What is required:
The response should be the lines of the data, starting at the first and ending at the one that contains "Target: paper scrap", copied without change.

Provided data:
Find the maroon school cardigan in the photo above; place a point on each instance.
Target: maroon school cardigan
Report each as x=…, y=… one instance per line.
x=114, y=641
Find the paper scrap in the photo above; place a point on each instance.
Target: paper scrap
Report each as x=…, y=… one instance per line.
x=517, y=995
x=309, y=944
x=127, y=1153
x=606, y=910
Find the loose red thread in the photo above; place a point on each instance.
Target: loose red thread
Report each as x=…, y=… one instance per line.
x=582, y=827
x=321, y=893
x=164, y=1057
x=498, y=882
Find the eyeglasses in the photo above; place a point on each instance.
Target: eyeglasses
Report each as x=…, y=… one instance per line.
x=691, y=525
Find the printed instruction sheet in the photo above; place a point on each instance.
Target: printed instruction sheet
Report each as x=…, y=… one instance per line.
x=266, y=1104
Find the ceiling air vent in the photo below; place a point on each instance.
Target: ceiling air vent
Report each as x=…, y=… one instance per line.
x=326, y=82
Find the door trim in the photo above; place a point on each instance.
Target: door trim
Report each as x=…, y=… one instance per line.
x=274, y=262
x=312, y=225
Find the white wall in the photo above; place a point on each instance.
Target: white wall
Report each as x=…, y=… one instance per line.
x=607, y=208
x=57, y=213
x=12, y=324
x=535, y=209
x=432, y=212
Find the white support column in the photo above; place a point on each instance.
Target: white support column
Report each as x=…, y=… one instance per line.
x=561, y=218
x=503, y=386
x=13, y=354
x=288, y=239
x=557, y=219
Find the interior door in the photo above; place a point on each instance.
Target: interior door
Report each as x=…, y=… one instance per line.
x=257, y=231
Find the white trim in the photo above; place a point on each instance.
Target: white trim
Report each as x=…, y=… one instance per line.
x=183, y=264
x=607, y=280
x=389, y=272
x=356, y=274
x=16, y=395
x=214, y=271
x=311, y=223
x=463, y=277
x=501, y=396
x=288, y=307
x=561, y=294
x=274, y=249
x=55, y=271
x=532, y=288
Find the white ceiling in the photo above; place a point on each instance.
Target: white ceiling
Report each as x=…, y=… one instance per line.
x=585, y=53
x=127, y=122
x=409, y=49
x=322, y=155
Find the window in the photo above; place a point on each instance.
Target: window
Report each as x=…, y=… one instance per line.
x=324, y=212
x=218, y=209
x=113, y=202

Answer section:
Find the maroon school cardigan in the photo above; place a point on each instance.
Target: maroon school cardigan
Report each as x=…, y=… one instance per line.
x=114, y=641
Find the paper scrap in the photo above; place a point on each instance.
Target: paper scrap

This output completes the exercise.